### Problem 1
Answer these questions from the article on AIDS salvage therapy.
(a) How old is Steve Kovacev?
(b) How many people died from AIDS in 2004?
(c) About how many new HIV infections occur in the U.S. each year?
### Problem 2
Copy the passage of the article on AIDS salvage therapy starting with "In general, salvage" and going on through "now, hanging on.", swapping "physicians" for "specialists".

### Extract
┏━━
Steve Kovacev, a sinewy 52-year-old from Truro, Mass., has run the Boston Marathon and sailed in the Transpacific Yacht Race from Los Angeles to Honolulu. Neither event comes close to his current competition: a race for his life.
Mr. Kovacev has AIDS. He has used all the drugs available to fight HIV, the virus that causes the disease, but now almost all regimens have lost strength, and his virus is on the upswing. His plight places him in an unenviable class: the estimated 40,000 U.S. AIDS patients whose illness isn't responding to treatment. As a last-ditch effort, some of these people -- Mr. Kovacev included -- are turning to a regimen known among AIDS patients and doctors as salvage therapy.
In general, salvage therapy refers to any treatment devised by a doctor to save a patient when all other options have failed. There isn't a single recipe for salvage. Some AIDS physicians return to older drugs to wring out a last drop of efficacy, while others bid for access to experimental agents in a desperate attempt to bring the spiraling virus under control.
Today there are about one million people living with HIV in the U.S., with about 40,000 new infections a year. In 2004, the most recent year for which statistics are available, 15,798 people died from AIDS, down sharply, thanks to new AIDS drugs, from 51,000 in 1995. Hepatitis and drug toxicity contribute to deaths among HIV patients. Because of salvage therapy, most patients with drug-resistant virus are, for now, hanging on.
┗━━
Point-per-instance localization data:
┏━━
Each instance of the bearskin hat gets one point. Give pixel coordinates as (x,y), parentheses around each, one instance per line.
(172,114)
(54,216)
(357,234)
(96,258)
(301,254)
┗━━
┏━━
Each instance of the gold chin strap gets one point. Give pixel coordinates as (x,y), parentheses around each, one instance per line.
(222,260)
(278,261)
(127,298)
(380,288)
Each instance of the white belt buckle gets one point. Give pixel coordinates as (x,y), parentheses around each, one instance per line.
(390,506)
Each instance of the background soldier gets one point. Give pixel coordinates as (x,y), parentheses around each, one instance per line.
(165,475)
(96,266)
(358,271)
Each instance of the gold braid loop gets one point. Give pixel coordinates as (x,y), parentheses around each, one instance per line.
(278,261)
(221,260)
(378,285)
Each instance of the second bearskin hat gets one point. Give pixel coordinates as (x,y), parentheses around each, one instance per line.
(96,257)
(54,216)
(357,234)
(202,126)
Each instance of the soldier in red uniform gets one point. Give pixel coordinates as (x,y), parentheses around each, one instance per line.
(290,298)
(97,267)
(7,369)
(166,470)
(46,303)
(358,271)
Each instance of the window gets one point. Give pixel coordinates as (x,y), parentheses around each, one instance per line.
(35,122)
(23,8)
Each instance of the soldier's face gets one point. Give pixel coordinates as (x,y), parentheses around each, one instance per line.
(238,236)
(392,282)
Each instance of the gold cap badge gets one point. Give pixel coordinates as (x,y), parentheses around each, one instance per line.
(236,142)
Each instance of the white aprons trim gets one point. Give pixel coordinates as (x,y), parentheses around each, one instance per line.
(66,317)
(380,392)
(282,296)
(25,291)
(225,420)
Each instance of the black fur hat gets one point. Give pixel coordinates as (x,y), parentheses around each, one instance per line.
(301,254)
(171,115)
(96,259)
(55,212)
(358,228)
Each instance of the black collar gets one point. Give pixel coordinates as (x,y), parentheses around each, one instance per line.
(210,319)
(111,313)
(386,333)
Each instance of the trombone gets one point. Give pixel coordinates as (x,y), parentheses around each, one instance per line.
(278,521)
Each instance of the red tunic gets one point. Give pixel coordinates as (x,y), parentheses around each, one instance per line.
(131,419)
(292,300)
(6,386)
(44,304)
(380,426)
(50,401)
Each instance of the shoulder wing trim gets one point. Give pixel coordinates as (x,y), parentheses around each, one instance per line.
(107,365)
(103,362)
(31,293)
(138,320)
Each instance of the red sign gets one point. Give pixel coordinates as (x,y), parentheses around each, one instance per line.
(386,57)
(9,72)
┗━━
### Solution 1
(a) 52
(b) 15,798
(c) About 40,000

### Solution 2
In general, salvage therapy refers to any treatment devised by a doctor to save a patient when all other options have failed. There isn't a single recipe for salvage. Some AIDS specialists return to older drugs to wring out a last drop of efficacy, while others bid for access to experimental agents in a desperate attempt to bring the spiraling virus under control.
Today there are about one million people living with HIV in the U.S., with about 40,000 new infections a year. In 2004, the most recent year for which statistics are available, 15,798 people died from AIDS, down sharply, thanks to new AIDS drugs, from 51,000 in 1995. Hepatitis and drug toxicity contribute to deaths among HIV patients. Because of salvage therapy, most patients with drug-resistant virus are, for now, hanging on.